__Excerpt__.
============================================================

In this installment, I'm going to touch on two things that I learned how to do better as I went along.
1. Filling in wide gaps.
This technique I had the humility to learn from a friend, who found a helpful link on the internet. I couldn't tell you where now, though.
Most of the designs are thin enough that a full stitch across is narrow enough to hold its own. However, I found that there were a couple of petals here and there that were simply too wide for tidy stitches without a little bit of help.
Exhibit A: Notice how the stitches in the center petal are loose and puckering because they're wide enough to have a lot of their own wiggle room.
Exhibit B: When I did the same petal on the opposite side of the skirt, I overlapped stitches into the middle so that they lay more nicely. It creates a sort of "seam" in the middle, but I staggered it to make it less noticeable, and you really can't tell from a distance or at a glance.
This technique is my own. That is to say, I figured it out on my own, but it's probably some time-honored trick of the needlework trade that I could have also had the good sense to just read about on the internet.
There are a lot of curlycues in these designs, which means there's a lot of going around a curve. Unfortunately the laws of geometry obviously mean that the inner curve has a much shorter distance than the outer curve, and trying to follow the design purely from edge to edge you end up with a lot of crowding on the inner curve. In my efforts to do so, I ended up wasting a lot of thread, and it didn't really look that great, either.
Many curlycues later, I stumbled upon a method of compensating that was tidy and elegant enough for my liking.
NOTE: All the stitches in the photographs below are going bottom to top.
Exhibit A: When you reach about the halfway point of the curve, jump ahead and angle an outlying stitch the way the "end" of the curve would be.

============================================================

[Data items]
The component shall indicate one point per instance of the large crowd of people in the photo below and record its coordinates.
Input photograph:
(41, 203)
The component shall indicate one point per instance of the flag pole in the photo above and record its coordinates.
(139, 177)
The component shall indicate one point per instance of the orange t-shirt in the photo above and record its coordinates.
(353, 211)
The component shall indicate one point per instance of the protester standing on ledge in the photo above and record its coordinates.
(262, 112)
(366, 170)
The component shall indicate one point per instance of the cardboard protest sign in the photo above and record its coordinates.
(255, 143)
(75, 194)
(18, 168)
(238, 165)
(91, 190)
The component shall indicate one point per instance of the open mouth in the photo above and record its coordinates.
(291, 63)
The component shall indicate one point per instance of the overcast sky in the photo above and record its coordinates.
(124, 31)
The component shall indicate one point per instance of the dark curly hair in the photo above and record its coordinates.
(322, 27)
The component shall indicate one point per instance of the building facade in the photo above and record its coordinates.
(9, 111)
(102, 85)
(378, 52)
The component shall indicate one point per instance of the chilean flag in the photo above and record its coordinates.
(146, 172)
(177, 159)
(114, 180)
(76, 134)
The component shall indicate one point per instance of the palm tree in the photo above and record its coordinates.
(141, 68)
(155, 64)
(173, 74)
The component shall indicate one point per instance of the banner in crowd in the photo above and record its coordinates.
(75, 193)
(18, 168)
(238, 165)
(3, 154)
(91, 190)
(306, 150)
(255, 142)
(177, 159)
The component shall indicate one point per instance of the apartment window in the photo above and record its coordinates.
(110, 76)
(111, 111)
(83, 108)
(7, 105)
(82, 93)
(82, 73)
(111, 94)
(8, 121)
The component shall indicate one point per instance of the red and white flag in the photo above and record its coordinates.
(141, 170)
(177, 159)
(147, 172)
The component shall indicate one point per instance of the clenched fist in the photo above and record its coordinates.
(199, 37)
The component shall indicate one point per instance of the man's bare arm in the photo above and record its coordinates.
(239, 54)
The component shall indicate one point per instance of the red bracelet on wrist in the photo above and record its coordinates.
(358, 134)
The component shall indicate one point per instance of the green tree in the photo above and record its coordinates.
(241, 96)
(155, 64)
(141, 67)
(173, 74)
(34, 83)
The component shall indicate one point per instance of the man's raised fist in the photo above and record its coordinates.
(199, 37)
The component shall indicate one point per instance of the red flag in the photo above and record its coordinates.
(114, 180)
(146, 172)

============================================================

__Exercises to complete__.
- a) Print the passage of the embroidery post that begins at the words "1. Filling in" and stops after the words "own wiggle room.".
- b) Answer these questions from the embroidery post:
(i) From whom did the writer learn the technique for filling in wide gaps?
(ii) What did the writer do to make the "seam" in the middle of the petal less noticeable?
(iii) In which direction are all the stitches in the photographs going?

__Solutions by task__.
- a)
1. Filling in wide gaps.
This technique I had the humility to learn from a friend, who found a helpful link on the internet. I couldn't tell you where now, though.
Most of the designs are thin enough that a full stitch across is narrow enough to hold its own. However, I found that there were a couple of petals here and there that were simply too wide for tidy stitches without a little bit of help.
Exhibit A: Notice how the stitches in the center petal are loose and puckering because they're wide enough to have a lot of their own wiggle room.

- b)
(i) From a friend who found a helpful link on the internet.
(ii) The writer staggered it.
(iii) Bottom to top.